→ Exercise 1:
Return the passage of the Johannesburg sale announcement between "Goldblatt, who passed" and "a photographic print.", inclusive.
→ Exercise 2:
Decide whether each statement agrees with the Johannesburg sale announcement. For each, answer yes or no and quote the words that settle it. (a) The portrait David was painted by Heather Gourlay-Conyngham. (b) Laubser came back from Berlin in 1936. (c) The Unsung History session covers work from the period between 1910 and 1994.

→ Excerpt:
-- BEGIN --

Strauss & Co is delighted to announce details of its forthcoming live sale in Johannesburg on 12 November. The sale, which has a combined pre-sale estimate of R80 million, is a celebration of Johannesburg and its many talented artists, curators and collectors. The sale commemorates the city’s important role in shaping South African art history.

Highlights from the sale include a dedicated session inspired by curator Steven Sack’s landmark 1988 exhibition, The Neglected Tradition, held at the Johannesburg Art Gallery, a single-owner collection of five remarkable paintings by Maggie Laubser, and a magnificent portrait of one of Johannesburg’s most faithful chroniclers, photographer David Goldblatt.

Goldblatt, who passed away in June, is a striking presence in KwaZulu-Natal painter Heather Gourlay-Conyngham’s portrait David (estimate R80 000 – 120 000), which depicts the award-winning photographer pausing from evaluating a photographic print.

A photograph from Goldblatt’s highly regarded essay on Boksburg, first published in 1982, precedes the sale of Gourlay-Conyngham’s portrait. Taken on a Saturday morning in April 1979 at the corner of Commissioner and Trichardts streets in Boksburg, this well-known street photograph (estimate R70 000 – 100 000) miniaturises Goldblatt’s affection for the ordinary people and places of Johannesburg.

“Johannesburg is seldom a beautiful city; it has its rare moments,” said Goldblatt in 2002. “I can’t honestly say that I love it. However, I miss it when I am away, and when I am in it I rejoice.”

Maggie Laubser’s biography is strongly tied to the Cape, but Johannesburg collectors have long esteemed her paintings of Swartland farm labourers. The forthcoming sale includes five Laubser paintings assembled by a Johannesburg collector. The lots include Leentjie (estimate R1 – 2 million), an exquisite portrait of young domestic worker from Laubser’s family farm, and Harvesters in Wheatfield (estimate R2 – 3 million), a vivid description of two farm hands, one cutting ripe yellow ears of wheat with a sickle.

“Harvesting was one of Laubser’s favourite subjects,” notes art historian Elza Miles of this work. “Laubser places emphasis on the worth of the sweat of the farm worker’s brow. These harvest scenes belong to the ‘sickle and scythe’ period in the history of South African agriculture.”

Initially mistreated by the press following her return from Berlin in 1924, Laubser’s participation in a 1936 exhibition at the Johannesburg Art Gallery – alongside Irma Stern and Wolf Kibel, among others – marked the “first significant demonstration of critical recognition” for her work, according to art historian Esmé Berman.

Johannesburg, and in particular its century-old municipal gallery, has been the site of many important exhibitions. They include Steven Sack’s seminal exhibition, The Neglected Tradition: Towards a New History of South African Art (1930-1988), which highlighted a largely neglected canon of black artists.

Strauss & Co is thrilled to announce the inclusion of a dedicated session inspired by this watershed exhibition. Titled Unsung History, the session draws together a non-racial selection of work by earlier pioneers working in the tumultuous period between 1910 and 1994.

-- END --

→ Stored data:
-- BEGIN --

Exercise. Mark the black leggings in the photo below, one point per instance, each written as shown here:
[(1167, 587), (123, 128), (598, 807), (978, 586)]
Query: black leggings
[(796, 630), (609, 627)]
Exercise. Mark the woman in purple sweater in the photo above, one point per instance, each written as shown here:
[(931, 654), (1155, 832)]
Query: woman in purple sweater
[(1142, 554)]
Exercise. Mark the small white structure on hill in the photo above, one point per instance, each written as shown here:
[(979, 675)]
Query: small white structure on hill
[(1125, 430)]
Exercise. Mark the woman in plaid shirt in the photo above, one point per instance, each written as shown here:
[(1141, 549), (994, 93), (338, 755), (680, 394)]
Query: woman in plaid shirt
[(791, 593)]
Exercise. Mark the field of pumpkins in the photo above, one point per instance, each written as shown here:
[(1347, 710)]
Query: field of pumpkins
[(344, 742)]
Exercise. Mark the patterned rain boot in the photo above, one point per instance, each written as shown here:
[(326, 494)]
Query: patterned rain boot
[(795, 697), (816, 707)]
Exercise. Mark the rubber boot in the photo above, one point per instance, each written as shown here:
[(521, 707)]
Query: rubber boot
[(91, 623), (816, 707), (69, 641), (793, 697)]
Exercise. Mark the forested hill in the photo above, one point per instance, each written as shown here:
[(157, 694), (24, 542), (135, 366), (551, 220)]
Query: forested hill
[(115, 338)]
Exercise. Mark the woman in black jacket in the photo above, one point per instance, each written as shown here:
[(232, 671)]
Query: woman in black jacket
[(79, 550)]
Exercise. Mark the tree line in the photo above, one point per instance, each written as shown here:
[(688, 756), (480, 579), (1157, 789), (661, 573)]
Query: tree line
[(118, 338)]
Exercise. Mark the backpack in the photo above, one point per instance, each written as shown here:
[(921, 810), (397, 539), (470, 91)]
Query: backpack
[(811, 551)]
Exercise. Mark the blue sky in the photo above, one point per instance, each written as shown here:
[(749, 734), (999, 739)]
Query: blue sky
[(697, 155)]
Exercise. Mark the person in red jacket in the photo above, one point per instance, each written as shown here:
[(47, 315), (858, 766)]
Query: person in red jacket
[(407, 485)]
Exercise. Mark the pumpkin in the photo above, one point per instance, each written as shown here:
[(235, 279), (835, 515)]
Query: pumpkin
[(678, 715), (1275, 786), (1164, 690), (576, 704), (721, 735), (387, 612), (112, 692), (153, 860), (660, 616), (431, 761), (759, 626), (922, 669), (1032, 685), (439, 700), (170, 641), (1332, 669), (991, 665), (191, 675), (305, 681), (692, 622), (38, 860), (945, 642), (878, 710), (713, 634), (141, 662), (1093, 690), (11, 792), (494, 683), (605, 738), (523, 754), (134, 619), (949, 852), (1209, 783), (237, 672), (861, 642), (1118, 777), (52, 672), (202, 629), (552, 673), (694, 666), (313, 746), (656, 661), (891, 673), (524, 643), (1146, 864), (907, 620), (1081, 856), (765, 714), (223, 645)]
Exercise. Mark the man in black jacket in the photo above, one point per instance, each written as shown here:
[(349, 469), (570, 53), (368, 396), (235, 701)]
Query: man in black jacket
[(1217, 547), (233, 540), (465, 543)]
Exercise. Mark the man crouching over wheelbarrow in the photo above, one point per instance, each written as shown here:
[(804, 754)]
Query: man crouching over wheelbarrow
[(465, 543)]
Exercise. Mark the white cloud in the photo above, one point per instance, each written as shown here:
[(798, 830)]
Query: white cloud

-- END --

→ Written reply 1:
Goldblatt, who passed away in June, is a striking presence in KwaZulu-Natal painter Heather Gourlay-Conyngham’s portrait David (estimate R80 000 – 120 000), which depicts the award-winning photographer pausing from evaluating a photographic print.

→ Written reply 2:
(a) Yes: "KwaZulu-Natal painter Heather Gourlay-Conyngham’s portrait David"
(b) No: "following her return from Berlin in 1924"
(c) Yes: "the tumultuous period between 1910 and 1994"